Work to complete>
Pick out each line in these entries that contains the string "vertices".

+++ Supplied material +++

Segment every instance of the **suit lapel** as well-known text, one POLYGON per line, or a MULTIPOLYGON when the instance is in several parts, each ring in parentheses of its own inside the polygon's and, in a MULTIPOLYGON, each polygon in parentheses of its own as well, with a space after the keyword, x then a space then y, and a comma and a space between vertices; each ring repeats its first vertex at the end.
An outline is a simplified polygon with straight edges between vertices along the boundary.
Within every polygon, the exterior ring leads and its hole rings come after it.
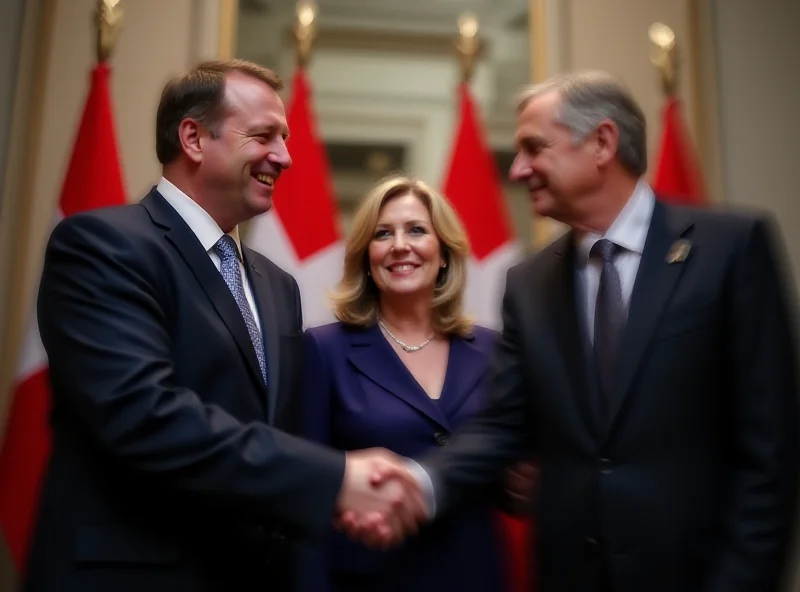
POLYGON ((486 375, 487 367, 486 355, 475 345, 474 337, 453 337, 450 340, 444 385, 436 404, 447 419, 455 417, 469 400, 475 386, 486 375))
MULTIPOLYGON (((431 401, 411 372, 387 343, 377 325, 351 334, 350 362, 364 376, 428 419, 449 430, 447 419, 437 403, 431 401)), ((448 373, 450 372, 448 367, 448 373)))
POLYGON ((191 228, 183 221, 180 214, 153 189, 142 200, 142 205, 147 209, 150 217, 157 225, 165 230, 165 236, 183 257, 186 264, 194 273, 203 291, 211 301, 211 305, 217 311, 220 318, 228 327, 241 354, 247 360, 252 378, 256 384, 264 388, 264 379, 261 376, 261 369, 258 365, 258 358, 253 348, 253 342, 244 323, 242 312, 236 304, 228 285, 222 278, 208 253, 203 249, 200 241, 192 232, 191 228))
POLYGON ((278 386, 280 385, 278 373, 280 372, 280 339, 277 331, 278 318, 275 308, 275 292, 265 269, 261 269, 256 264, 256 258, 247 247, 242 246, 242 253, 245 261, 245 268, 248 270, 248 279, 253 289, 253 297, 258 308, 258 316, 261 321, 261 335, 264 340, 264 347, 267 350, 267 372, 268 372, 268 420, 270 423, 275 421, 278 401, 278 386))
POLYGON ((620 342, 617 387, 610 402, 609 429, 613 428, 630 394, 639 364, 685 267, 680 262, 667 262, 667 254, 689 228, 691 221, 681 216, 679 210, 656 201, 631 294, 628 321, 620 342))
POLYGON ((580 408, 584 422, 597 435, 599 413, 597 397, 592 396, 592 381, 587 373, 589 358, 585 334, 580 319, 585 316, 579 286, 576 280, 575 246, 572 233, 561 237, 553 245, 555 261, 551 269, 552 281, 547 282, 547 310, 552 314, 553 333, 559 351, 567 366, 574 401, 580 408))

+++
+++ Supplied material +++

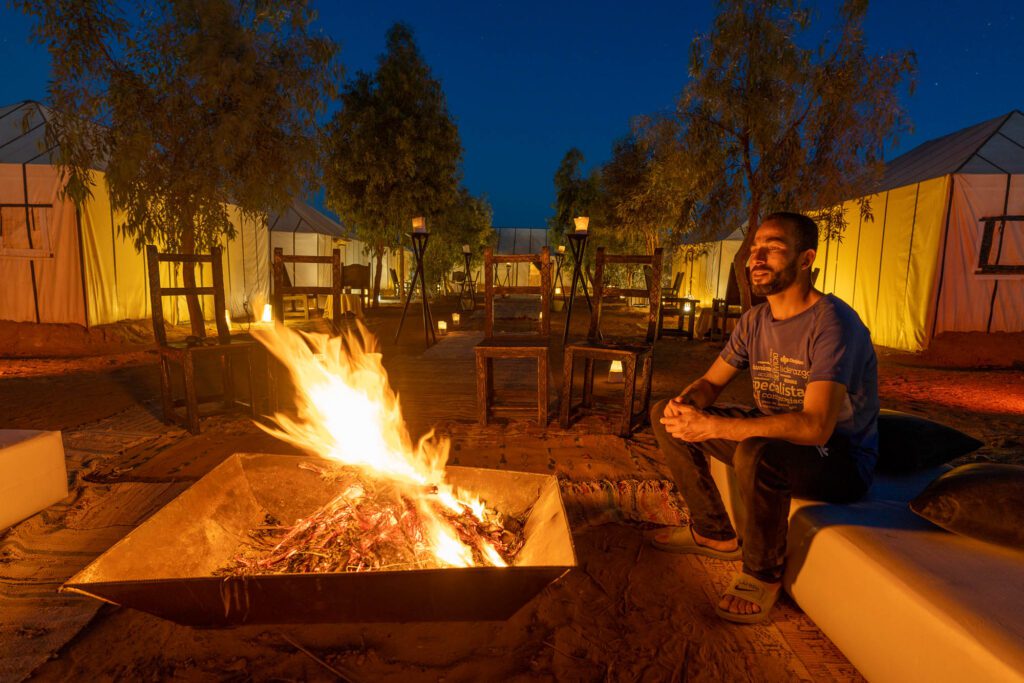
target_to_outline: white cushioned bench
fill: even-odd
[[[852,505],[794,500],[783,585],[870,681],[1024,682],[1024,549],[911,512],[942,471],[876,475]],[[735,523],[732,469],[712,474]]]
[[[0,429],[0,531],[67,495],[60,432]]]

+++

Written answer>
Segment every instance of the **suit lapel** as well-known text, one POLYGON per line, or a MULTIPOLYGON when the instance is in several parts, each ring in parentheses of its own inside the polygon's and, in a MULTIPOLYGON, each polygon in parentheses of its own as well, with a space after the keyword, x then a space then y, and a comma and a space between vertices; each ring repeats its first vertex at the end.
An outline is a simplified polygon with straight edges between vertices along the boundary.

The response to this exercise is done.